■ What to work on:
Lines below that include the word "desk" should each be copied.

■ Record extracts:
_____

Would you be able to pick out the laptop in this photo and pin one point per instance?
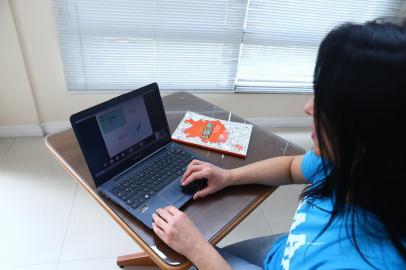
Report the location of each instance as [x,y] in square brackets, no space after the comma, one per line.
[127,146]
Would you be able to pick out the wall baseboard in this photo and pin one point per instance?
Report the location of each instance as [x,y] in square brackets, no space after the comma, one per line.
[282,122]
[53,127]
[21,131]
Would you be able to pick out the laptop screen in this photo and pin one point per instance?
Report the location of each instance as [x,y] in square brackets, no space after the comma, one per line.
[119,132]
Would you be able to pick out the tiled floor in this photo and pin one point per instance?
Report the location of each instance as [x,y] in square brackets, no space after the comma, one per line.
[49,222]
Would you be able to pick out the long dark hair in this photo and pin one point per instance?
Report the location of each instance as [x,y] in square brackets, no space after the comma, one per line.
[360,113]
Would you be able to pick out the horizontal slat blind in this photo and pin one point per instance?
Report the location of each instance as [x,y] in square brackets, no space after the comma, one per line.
[121,45]
[281,39]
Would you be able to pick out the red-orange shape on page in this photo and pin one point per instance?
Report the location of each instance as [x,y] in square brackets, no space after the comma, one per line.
[218,133]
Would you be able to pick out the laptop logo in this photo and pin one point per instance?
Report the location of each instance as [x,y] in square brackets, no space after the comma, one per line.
[143,208]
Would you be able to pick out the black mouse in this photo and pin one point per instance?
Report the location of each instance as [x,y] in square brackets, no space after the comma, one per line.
[195,186]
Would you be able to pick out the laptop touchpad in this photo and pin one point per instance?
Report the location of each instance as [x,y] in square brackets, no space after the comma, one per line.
[172,193]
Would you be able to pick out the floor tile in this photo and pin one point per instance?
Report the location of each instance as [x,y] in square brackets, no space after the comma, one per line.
[93,233]
[28,163]
[98,264]
[34,221]
[282,204]
[253,226]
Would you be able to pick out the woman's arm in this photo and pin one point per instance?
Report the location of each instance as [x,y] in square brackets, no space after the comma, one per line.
[275,171]
[176,229]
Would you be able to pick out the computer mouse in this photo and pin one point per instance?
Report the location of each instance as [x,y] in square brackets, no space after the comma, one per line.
[195,186]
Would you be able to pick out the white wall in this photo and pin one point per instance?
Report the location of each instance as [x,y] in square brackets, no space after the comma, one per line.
[35,26]
[16,101]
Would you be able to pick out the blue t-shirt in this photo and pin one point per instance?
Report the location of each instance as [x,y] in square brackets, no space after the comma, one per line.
[300,249]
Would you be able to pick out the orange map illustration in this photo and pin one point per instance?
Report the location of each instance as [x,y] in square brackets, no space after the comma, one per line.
[207,130]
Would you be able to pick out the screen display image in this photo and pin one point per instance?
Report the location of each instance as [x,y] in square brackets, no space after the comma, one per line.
[118,134]
[124,125]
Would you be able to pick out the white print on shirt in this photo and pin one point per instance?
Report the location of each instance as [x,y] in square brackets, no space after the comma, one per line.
[294,241]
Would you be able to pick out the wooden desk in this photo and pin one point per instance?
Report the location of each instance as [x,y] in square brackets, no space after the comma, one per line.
[215,216]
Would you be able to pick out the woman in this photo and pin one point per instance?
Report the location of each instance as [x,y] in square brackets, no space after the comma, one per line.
[353,213]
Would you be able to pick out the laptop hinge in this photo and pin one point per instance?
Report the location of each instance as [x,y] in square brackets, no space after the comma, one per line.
[140,161]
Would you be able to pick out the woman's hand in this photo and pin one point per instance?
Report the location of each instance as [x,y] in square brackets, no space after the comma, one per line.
[217,178]
[176,229]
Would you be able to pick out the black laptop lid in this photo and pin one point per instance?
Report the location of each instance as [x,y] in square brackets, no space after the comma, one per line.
[117,133]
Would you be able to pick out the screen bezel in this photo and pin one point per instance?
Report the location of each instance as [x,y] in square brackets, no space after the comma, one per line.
[109,174]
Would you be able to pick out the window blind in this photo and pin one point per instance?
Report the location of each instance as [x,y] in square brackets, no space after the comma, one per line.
[122,45]
[281,39]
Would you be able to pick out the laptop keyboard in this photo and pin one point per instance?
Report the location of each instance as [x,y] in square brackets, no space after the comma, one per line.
[140,186]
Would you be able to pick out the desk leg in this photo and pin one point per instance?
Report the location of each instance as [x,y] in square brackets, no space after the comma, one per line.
[136,259]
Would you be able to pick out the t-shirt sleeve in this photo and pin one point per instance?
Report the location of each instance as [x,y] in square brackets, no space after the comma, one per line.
[312,167]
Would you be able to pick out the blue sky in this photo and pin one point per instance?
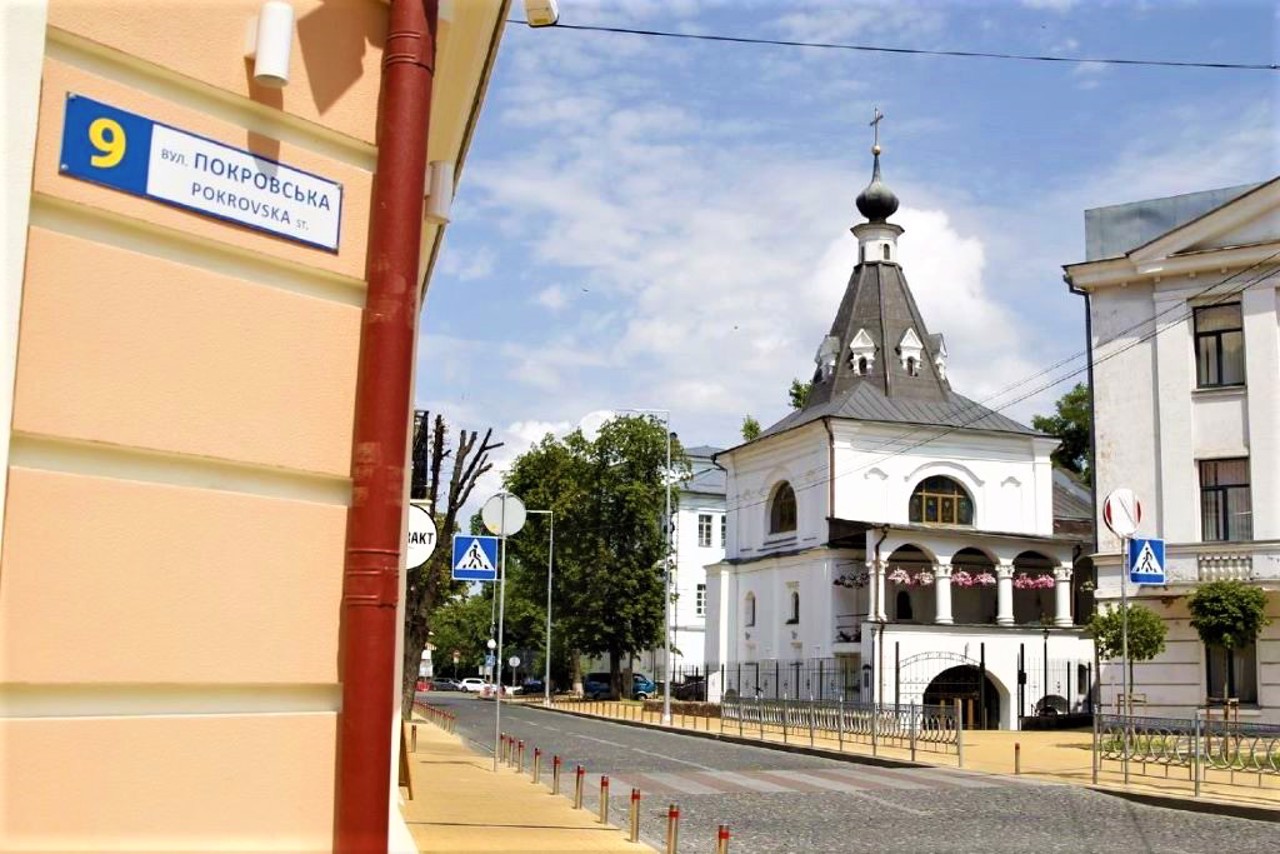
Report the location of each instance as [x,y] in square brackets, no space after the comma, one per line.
[664,223]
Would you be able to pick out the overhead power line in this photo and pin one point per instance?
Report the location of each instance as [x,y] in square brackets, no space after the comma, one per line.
[922,51]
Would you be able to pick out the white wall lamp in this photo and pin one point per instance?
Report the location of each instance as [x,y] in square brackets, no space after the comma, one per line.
[439,191]
[269,42]
[542,13]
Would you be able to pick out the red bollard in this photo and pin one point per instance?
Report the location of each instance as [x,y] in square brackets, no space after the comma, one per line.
[635,816]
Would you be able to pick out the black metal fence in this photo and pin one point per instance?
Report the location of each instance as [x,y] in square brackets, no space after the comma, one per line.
[909,727]
[819,679]
[1205,749]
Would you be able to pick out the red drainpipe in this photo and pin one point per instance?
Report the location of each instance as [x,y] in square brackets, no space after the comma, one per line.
[370,581]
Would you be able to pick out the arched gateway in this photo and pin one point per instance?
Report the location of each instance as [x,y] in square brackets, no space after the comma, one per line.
[979,708]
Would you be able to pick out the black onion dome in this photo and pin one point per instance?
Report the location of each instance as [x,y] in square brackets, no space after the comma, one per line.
[877,202]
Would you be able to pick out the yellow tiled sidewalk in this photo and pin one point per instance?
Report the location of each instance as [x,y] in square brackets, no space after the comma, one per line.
[461,804]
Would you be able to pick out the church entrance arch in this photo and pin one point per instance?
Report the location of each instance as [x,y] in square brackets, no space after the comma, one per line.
[978,708]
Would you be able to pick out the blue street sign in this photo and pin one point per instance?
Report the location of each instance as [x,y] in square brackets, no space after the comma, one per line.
[475,558]
[1147,561]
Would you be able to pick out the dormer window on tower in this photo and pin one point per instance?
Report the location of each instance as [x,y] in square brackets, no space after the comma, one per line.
[862,352]
[909,350]
[826,356]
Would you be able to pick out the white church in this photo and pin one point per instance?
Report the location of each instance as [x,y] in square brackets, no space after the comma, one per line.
[896,542]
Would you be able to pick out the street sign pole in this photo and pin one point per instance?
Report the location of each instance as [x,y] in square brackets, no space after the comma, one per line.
[502,611]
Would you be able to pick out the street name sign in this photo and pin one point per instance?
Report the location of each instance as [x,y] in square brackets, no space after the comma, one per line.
[475,558]
[1121,512]
[1147,561]
[133,154]
[421,535]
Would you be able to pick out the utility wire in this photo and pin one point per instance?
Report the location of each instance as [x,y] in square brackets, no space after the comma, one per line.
[1187,311]
[922,51]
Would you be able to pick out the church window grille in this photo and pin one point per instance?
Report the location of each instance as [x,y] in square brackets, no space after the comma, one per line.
[942,501]
[704,530]
[782,510]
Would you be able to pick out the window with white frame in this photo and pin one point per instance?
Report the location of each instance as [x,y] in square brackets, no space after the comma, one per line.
[1226,508]
[1232,672]
[1219,346]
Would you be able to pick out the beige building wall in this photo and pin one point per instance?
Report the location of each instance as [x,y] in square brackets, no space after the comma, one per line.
[177,457]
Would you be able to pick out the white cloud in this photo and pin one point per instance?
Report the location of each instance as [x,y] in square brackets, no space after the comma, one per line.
[551,297]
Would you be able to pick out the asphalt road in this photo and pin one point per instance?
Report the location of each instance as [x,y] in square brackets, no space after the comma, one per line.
[777,802]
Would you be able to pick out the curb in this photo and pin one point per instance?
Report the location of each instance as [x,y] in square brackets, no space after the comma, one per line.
[1151,799]
[822,753]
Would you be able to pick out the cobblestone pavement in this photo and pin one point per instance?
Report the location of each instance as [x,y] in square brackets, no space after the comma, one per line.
[777,803]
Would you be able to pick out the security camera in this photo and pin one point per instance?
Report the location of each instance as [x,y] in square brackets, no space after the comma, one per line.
[542,13]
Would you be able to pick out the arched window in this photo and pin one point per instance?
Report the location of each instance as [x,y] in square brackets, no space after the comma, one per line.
[942,501]
[782,510]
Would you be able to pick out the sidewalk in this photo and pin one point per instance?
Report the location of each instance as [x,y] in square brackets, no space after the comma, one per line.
[1061,756]
[461,804]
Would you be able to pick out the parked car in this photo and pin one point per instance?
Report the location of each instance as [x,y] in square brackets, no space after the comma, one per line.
[693,689]
[598,686]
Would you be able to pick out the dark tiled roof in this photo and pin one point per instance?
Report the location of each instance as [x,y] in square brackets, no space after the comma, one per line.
[1072,499]
[708,482]
[865,402]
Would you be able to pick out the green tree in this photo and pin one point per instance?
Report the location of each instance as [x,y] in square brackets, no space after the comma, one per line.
[1146,634]
[1229,615]
[443,476]
[799,393]
[608,497]
[1072,424]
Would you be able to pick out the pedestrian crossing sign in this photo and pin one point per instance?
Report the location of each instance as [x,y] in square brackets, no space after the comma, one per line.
[1147,561]
[475,558]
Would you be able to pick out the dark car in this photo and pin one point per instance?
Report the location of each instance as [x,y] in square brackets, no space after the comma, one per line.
[597,686]
[693,689]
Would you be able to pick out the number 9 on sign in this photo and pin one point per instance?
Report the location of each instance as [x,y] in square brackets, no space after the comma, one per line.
[108,137]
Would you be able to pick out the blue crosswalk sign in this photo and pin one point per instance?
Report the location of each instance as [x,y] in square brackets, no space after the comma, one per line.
[1147,561]
[475,558]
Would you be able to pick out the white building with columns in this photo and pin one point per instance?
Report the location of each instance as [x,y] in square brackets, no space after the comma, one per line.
[892,540]
[1183,301]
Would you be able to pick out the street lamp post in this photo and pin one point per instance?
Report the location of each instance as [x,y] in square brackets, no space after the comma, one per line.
[551,552]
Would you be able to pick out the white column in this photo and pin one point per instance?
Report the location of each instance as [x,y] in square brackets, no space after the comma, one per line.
[1005,593]
[1063,596]
[877,570]
[942,594]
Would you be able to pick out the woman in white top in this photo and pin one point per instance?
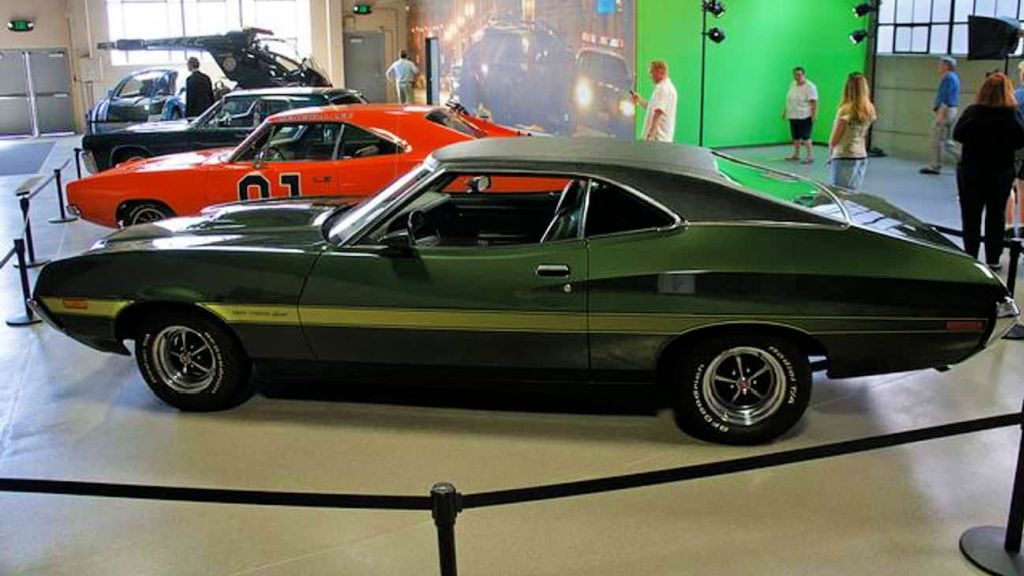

_____

■ Answer below:
Would you be able to pick out the wooden desk in this photo and pin one point per instance?
Would you be able to pick out the desk leg in this photo and pin one point per instance?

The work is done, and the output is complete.